● **Given exercise A**
Scale the records below: copy every line again, requests included, and multiply each coordinate in the answers by 2.05, rounding to whole numbers with halves rounded up. Cover all the records, and leave the pictures out of your answer.

● **Article**
Going beyond utilization of GPS systems, some employers have installed dash cameras in each of their company-owned vehicles. While some people might view this as overly intrusive, this practice may nonetheless be reasonable to combat “distracted driving.” According to a 2013 study by Virginia Tech Transportation Institute, those engaging in texting, talking on the phone, or similar distractions while driving are three times more likely to be involved in a vehicular accident.

In 2010, the Occupational Safety and Health Administration (OSHA) issued a letter to all employers stating that it is their “responsibility and legal obligation to create and maintain a safe and healthful workplace, and that would include having a clear, unequivocal and enforced policy against the hazard of texting while driving.” OSHA goes on to say that any company that requires or encourages employees to text while driving is in clear violation of the Occupational Safety and Health Act.

OSHA accordingly urges employers to create and enforce policies that prevent distracted driving. Employers are able to enforce these policies while employees are on the clock, and also when employees are engaging in any work-related activity, such as talking to supervisors or clients, regardless of when that activity occurs.

Monitoring Off The Clock

Policies allowing employers to monitor employees outside of their customary work locations raise questions as to how far you may go – or should go – when monitoring off-duty activity.

● **Extracted entries**

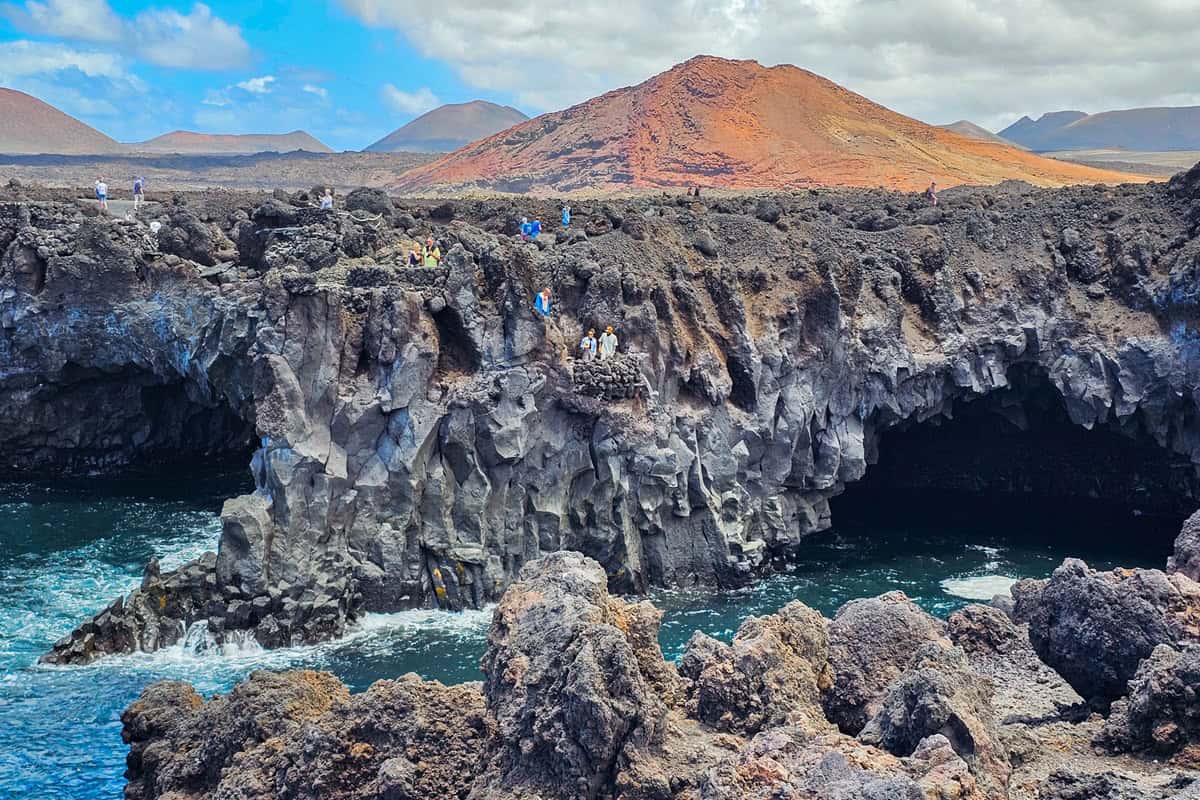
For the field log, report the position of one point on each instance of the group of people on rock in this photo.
(532, 228)
(101, 188)
(429, 256)
(591, 348)
(605, 347)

● **Given exercise B**
Continue the article on employee monitoring from the point where it stops.

● **Written answer A**
For the field log, report the position of one point on each instance of the group of people on rock in this photo.
(1091, 467)
(207, 385)
(879, 525)
(1212, 713)
(1240, 711)

● **Written answer B**
Consider this: may an employer punish an off-duty employee who receives a speeding ticket while dropping off a child at soccer practice? The answer is probably yes. Does it matter if it was in the employee’s personal car? No, in most cases it does not. In fact, some companies have a policy stating that employees who use a car in the course of and scope of employment must report all moving violations to a supervisor. Some such policies even provide that if an employee receives three or more moving violations in three years, the employee may face termination.

Lawful Off-Duty Conduct Laws

Before implementing policies that may affect off-duty conduct, you need to review state and federal laws. Some states have laws that protect broad categories of off-duty conduct, or require that an employer demonstrate a connection between the employee’s participation in an activity and the employer’s business before allowing adverse action against the employee for engaging in that conduct.

For example, in Colorado, it is illegal for an employer to terminate an employee because that employee engaged in any lawful activity off premises during nonworking hours unless the restriction: 1) relates to a bona fide occupational requirement or is reasonably and rationally related to the employee’s employment activities and responsibilities; or 2) is necessary to avoid or prevent the appearance of a conflict of interest with any of the employee’s responsibilities to the employer.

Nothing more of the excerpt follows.